§ **CONSIGNA A**
Determine si cada afirmación concuerda con el texto analizado, respondiendo sí o no y citando literalmente las palabras que lo deciden: (i) los canales de televisión colombianos dedican meses enteros a retratar las vidas de los sicarios; (ii) las vidas retratadas son siempre cómodas; (iii) los voceros de los canales sostienen que su propósito es denunciar los trágicos finales de los malos muchachos.
§ **CONSIGNA B**
Duplique sin alteraciones el fragmento del texto analizado que va desde "La mafia y el" hasta "sus inverosímiles finanzas.", ambos inclusive.
─── TEXTO ANALIZADO ───
La peligrosa Rosario


La mafia y el hampa sicarial continúan desplegando una estelaridad equivoca, un protagonismo repelente y abyecto, en los canales de televisión colombianos, dedicados, según postulan sus voceros, a denunciar los trágicos finales de los malos muchachos, pero no sin antes haberse regodeado y lucrado durante meses enteros retratando sus vidas, a veces cómodas, con frecuencia  tempestuosas en el origen,  pero siempre “singulares”, llamativas y lujuriosas. ¿Y qué importa una mala muerte frente a una gran vida? Tal es la respuesta que, seguramente  escucharíamos en las barriadas de las grandes ciudades o en las mansiones guachafas de los gerentes de  producción de nieve, vapuleados los unos por una cotidianeidad cruel  sin mucha opción, y obnubilados los otros por la realidad gozosa de sus inverosímiles finanzas.
─── DATOS EXTRAÍDOS ───
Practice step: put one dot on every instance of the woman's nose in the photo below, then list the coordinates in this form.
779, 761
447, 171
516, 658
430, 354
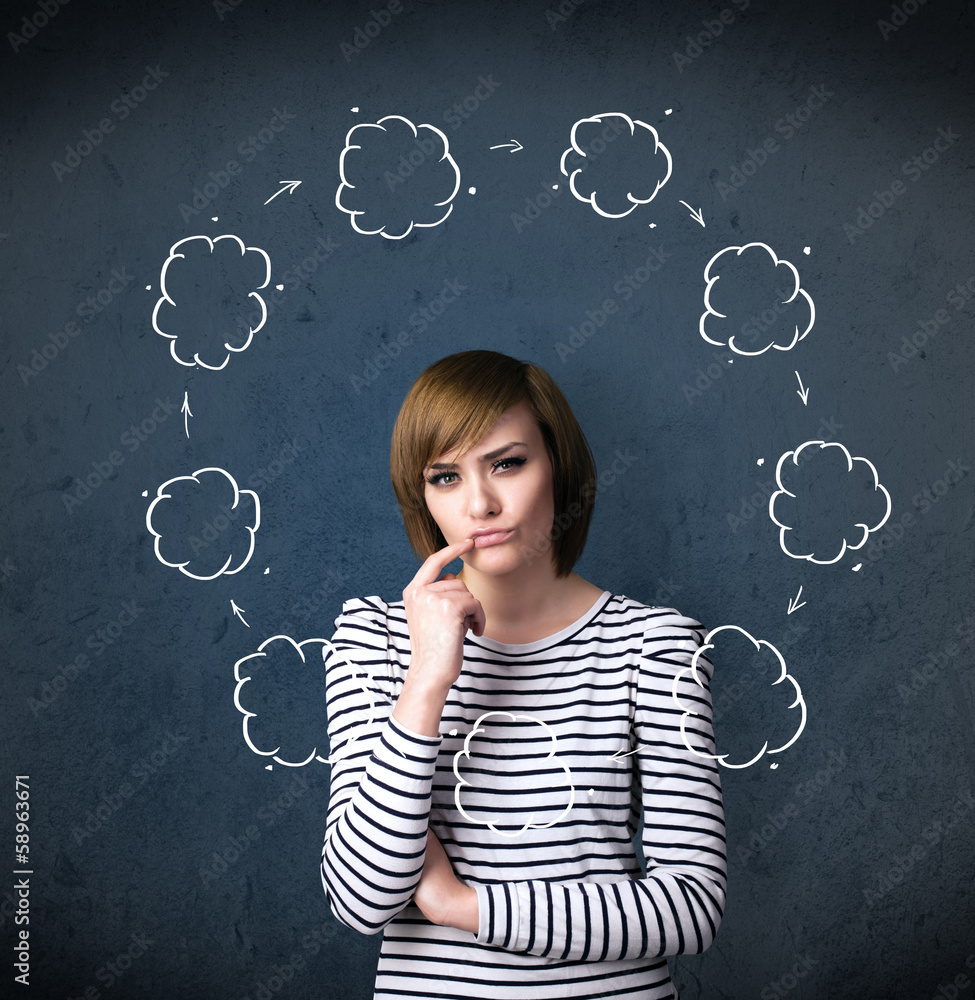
───
§ **RESPUESTA REDACTADA A**
(i) Sí: "haberse regodeado y lucrado durante meses enteros retratando sus vidas".
(ii) No: "a veces cómodas".
(iii) Sí: "según postulan sus voceros, a denunciar los trágicos finales de los malos muchachos".

§ **RESPUESTA REDACTADA B**
La mafia y el hampa sicarial continúan desplegando una estelaridad equivoca, un protagonismo repelente y abyecto, en los canales de televisión colombianos, dedicados, según postulan sus voceros, a denunciar los trágicos finales de los malos muchachos, pero no sin antes haberse regodeado y lucrado durante meses enteros retratando sus vidas, a veces cómodas, con frecuencia  tempestuosas en el origen,  pero siempre “singulares”, llamativas y lujuriosas. ¿Y qué importa una mala muerte frente a una gran vida? Tal es la respuesta que, seguramente  escucharíamos en las barriadas de las grandes ciudades o en las mansiones guachafas de los gerentes de  producción de nieve, vapuleados los unos por una cotidianeidad cruel  sin mucha opción, y obnubilados los otros por la realidad gozosa de sus inverosímiles finanzas.